Goal =>
Can you print the entire listing below word for word, leaving out the pictures?

Data section =>
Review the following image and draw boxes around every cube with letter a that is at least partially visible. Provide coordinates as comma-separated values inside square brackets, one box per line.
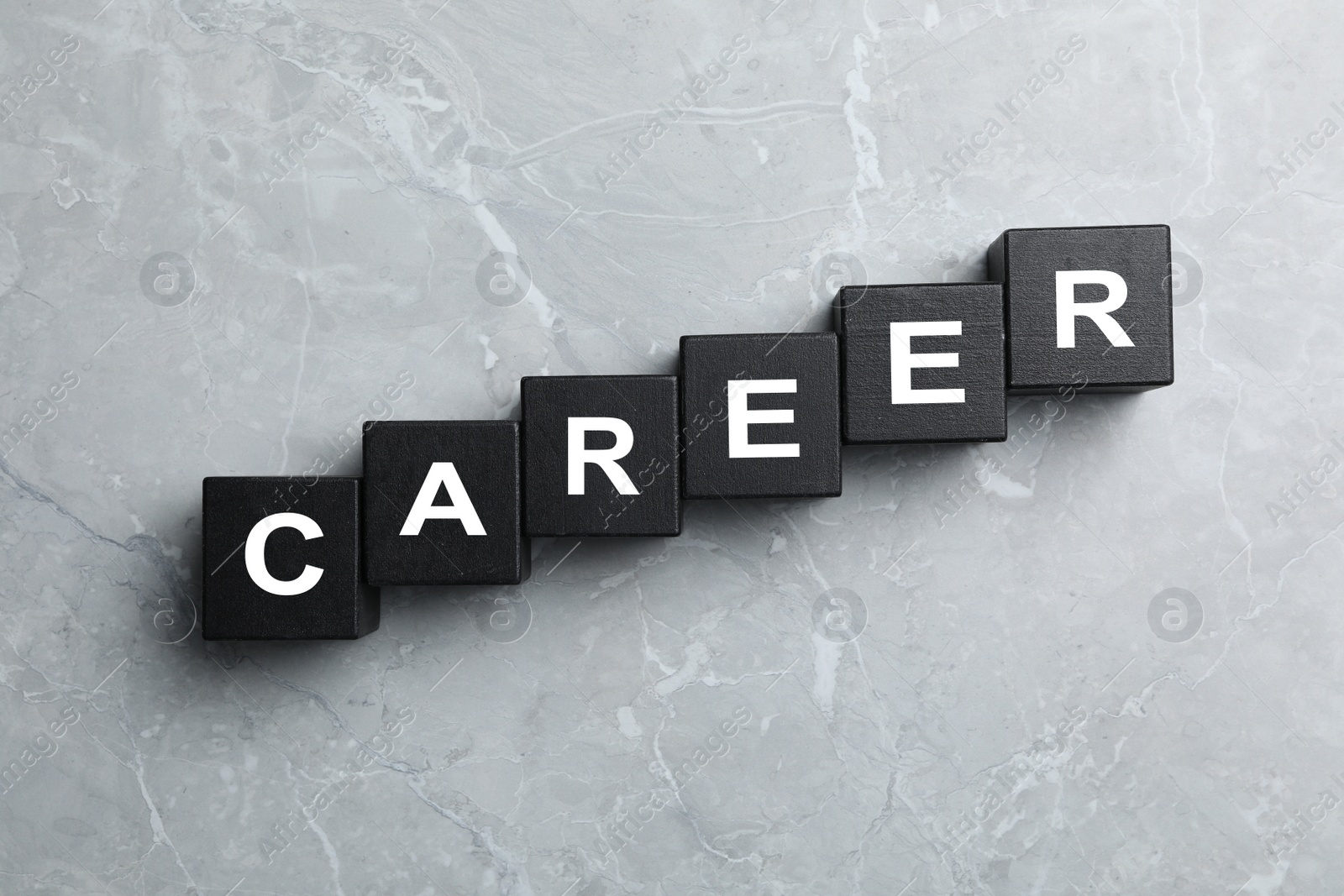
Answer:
[990, 224, 1174, 395]
[365, 421, 529, 585]
[681, 333, 840, 498]
[835, 284, 1008, 445]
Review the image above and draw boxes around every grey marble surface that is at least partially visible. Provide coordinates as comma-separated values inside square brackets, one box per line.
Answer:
[0, 0, 1344, 896]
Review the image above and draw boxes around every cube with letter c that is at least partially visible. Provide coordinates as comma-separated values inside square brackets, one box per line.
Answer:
[200, 475, 379, 641]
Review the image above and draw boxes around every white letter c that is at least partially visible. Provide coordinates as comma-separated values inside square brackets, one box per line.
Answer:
[244, 513, 323, 598]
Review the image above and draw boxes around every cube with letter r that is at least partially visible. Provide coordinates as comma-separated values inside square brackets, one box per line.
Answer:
[990, 224, 1174, 395]
[522, 376, 681, 537]
[202, 475, 379, 641]
[365, 421, 529, 585]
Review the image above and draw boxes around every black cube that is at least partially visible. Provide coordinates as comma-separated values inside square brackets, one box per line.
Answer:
[522, 376, 681, 537]
[835, 284, 1008, 445]
[365, 421, 529, 585]
[990, 224, 1174, 395]
[681, 333, 840, 498]
[202, 475, 379, 641]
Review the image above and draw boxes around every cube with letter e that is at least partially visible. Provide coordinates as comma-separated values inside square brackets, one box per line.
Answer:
[835, 284, 1006, 445]
[681, 333, 840, 498]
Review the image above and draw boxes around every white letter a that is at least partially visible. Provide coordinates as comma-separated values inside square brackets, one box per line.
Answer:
[401, 462, 486, 535]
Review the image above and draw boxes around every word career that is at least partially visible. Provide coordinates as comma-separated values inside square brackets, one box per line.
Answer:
[202, 224, 1173, 641]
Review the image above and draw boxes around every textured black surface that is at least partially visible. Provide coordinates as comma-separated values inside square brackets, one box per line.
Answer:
[522, 376, 681, 536]
[681, 333, 840, 498]
[988, 224, 1174, 395]
[202, 475, 379, 641]
[835, 284, 1006, 445]
[365, 421, 529, 585]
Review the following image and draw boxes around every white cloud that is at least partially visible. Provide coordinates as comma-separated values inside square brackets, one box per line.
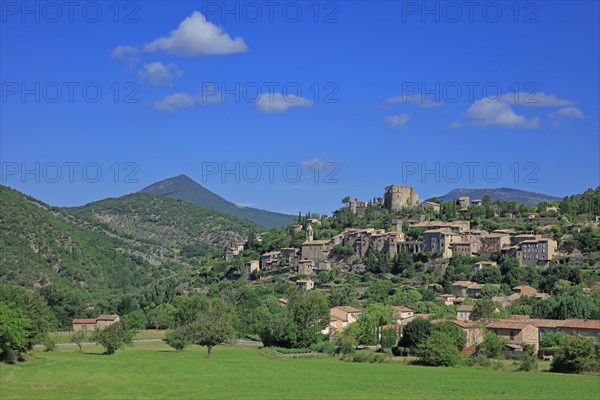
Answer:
[140, 61, 183, 86]
[144, 11, 248, 56]
[385, 113, 410, 131]
[386, 93, 444, 108]
[256, 93, 313, 113]
[550, 107, 584, 118]
[467, 99, 540, 128]
[154, 92, 200, 111]
[502, 92, 573, 107]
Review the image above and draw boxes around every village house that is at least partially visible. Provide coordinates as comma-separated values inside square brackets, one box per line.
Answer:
[419, 201, 442, 214]
[260, 251, 281, 271]
[296, 278, 315, 290]
[517, 238, 558, 265]
[456, 304, 473, 321]
[481, 233, 510, 255]
[298, 260, 315, 275]
[474, 261, 498, 271]
[423, 228, 460, 259]
[486, 319, 540, 351]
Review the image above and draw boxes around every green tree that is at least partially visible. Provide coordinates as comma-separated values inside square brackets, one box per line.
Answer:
[417, 330, 460, 367]
[0, 301, 33, 362]
[550, 336, 600, 374]
[92, 321, 135, 354]
[287, 288, 329, 348]
[398, 318, 432, 349]
[123, 310, 148, 330]
[479, 332, 507, 358]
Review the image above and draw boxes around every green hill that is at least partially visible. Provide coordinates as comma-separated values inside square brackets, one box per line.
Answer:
[141, 175, 295, 228]
[66, 193, 262, 251]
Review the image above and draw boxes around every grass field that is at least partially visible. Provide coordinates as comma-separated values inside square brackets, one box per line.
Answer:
[0, 342, 600, 400]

Complete answer =>
Review the following image and draw boxes around every cube with letter a that is at least partially visible. Provide coordinates as comma-separated values inside square brackets, one box per line.
Answer:
[990, 224, 1174, 395]
[365, 421, 529, 585]
[681, 333, 840, 498]
[835, 284, 1008, 445]
Review the image above and draw boxes around every grey marble surface that is at least partially visible. Provide coordinates as comma-separated values inside square brackets, one box per line.
Answer:
[0, 0, 1344, 896]
Review the image above and draw boxes around every cube with letter c that is at least partially visible. Provide coordinates as comma-separated values inside square brackets, one box per line.
Answer:
[200, 475, 379, 641]
Review the image above and draw boxes around every white letter c that is at least partially visible. Provide coordinates as comma-separated values inside square brackets, one box per line.
Answer:
[244, 513, 323, 598]
Review the image above and draw boxes around every cube with letter r that is at least partially visible. Provide coordinates as comma-separated values inside square brackets, one box per line.
Answer:
[990, 224, 1174, 395]
[522, 376, 681, 537]
[202, 475, 379, 641]
[365, 421, 529, 585]
Review the image above and draw boxes around every black cube that is at least partially visible. Provide coordinates as comma-separated values inside square brackets, one box per line.
Answer:
[522, 376, 681, 537]
[835, 284, 1008, 445]
[365, 421, 529, 585]
[990, 224, 1174, 395]
[681, 333, 840, 498]
[202, 475, 379, 641]
Review the image above and draw boxes around every cube with letter e that is at least partially visible. Provide coordinates as comma-separated values inside square brackets, one box per line.
Answer:
[835, 284, 1006, 445]
[681, 333, 840, 498]
Review the image above and draw boxes around every white letter a that is at least partially visible. Provide coordinates as comma-separated values inside square brackets, one box per line.
Answer:
[401, 462, 486, 535]
Review the image above and draw boxes around every word career that is at least partially visible. Provide coordinates as comma-separated values inside square brackets, one box per line.
Answer:
[202, 224, 1173, 641]
Review the image above and draw boxes around every textured black surface that is at least partially visible. Provide coordinates as comma-separated values inside square brackets, one box per line.
Answer:
[522, 376, 681, 536]
[681, 333, 840, 498]
[988, 224, 1174, 395]
[202, 475, 379, 641]
[835, 284, 1006, 445]
[365, 421, 529, 585]
Review the following image and draw boxes around every white cloud that is at least partially visible. Provide coordinates as comma-separated values inside square brackets, one box per line.
Answer:
[140, 61, 183, 86]
[144, 11, 248, 56]
[385, 113, 410, 131]
[386, 93, 444, 108]
[256, 93, 313, 113]
[550, 107, 584, 118]
[467, 99, 540, 128]
[154, 92, 200, 111]
[502, 92, 573, 107]
Review the image above and draw boxes around every village house that is at least partially visible. Provide coordinates as comma-separated values inside square brackets, one box per line.
Answer:
[419, 201, 442, 214]
[260, 251, 281, 271]
[296, 278, 315, 290]
[517, 238, 558, 265]
[456, 304, 473, 321]
[481, 233, 510, 255]
[298, 260, 315, 275]
[474, 261, 498, 271]
[423, 228, 460, 259]
[486, 319, 540, 351]
Review the image above and draw boxes around every green tree that is at least partially visible. Provide coordinates as comma-separated values inside square brackets, one box per line.
Answer:
[417, 330, 460, 367]
[0, 301, 33, 362]
[550, 336, 600, 374]
[92, 321, 135, 354]
[287, 288, 329, 348]
[398, 318, 432, 349]
[123, 310, 148, 330]
[479, 332, 507, 358]
Review the image above and draw boxes around every green hill that is at least partially visible. Provide coordinates as comma-separated values inside square brackets, one box per line.
Answer:
[141, 175, 295, 228]
[66, 193, 262, 251]
Review the image above and draw boxes around every grass field that is at least partially visible. Provide coordinates as comma-separated values inside square brackets, one box per line.
Answer:
[0, 342, 600, 400]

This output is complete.